* _Task prompt_:
All lines from the one with "Locate the hanging" through the final line below are to be reproduced exactly; omit the others.

[Region pointing data]
↓
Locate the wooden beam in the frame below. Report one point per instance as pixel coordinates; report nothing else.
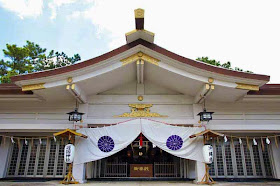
(77, 92)
(203, 93)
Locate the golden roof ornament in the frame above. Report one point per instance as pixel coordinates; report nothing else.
(140, 110)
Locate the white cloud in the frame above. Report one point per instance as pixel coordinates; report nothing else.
(23, 8)
(55, 4)
(243, 32)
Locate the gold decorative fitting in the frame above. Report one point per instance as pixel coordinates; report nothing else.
(210, 80)
(141, 57)
(140, 31)
(140, 98)
(247, 87)
(140, 110)
(33, 87)
(139, 13)
(70, 80)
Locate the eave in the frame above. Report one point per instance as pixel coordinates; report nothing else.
(152, 46)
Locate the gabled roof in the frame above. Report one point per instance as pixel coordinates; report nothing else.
(11, 88)
(151, 46)
(267, 89)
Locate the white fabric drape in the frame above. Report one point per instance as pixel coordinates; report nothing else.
(158, 133)
(123, 134)
(87, 150)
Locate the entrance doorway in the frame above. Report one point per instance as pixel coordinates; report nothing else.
(148, 161)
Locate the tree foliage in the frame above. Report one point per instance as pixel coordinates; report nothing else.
(226, 65)
(31, 58)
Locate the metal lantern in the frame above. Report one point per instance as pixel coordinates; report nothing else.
(205, 116)
(75, 115)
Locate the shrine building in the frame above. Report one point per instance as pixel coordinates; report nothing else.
(140, 105)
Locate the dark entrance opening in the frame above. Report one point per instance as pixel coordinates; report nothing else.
(148, 161)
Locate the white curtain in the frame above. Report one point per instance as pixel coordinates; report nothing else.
(87, 149)
(174, 140)
(106, 141)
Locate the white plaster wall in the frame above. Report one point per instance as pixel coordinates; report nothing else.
(245, 116)
(4, 154)
(35, 115)
(150, 88)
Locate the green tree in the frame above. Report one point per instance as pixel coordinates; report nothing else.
(31, 58)
(226, 65)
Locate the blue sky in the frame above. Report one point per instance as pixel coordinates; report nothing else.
(60, 34)
(243, 32)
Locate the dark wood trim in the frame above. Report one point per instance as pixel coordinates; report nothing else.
(151, 46)
(11, 88)
(267, 89)
(139, 23)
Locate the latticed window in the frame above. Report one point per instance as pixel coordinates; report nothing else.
(13, 160)
(238, 158)
(257, 160)
(22, 164)
(51, 158)
(37, 160)
(32, 159)
(219, 155)
(266, 161)
(228, 159)
(248, 161)
(241, 160)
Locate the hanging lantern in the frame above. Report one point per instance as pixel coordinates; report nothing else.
(205, 116)
(208, 154)
(225, 139)
(141, 141)
(75, 115)
(255, 141)
(69, 152)
(267, 141)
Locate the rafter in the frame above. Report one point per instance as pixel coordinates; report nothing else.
(203, 93)
(77, 92)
↑
* _Result for this exercise_:
Locate the hanging lantern in the frame above. Report one point per instance as pixel coordinates; report nothing else.
(205, 116)
(208, 154)
(225, 139)
(141, 141)
(75, 115)
(255, 141)
(69, 152)
(267, 141)
Locate the rafter in the frame above. Report one point per instance as pixel coordinates; report nothing else.
(203, 93)
(77, 92)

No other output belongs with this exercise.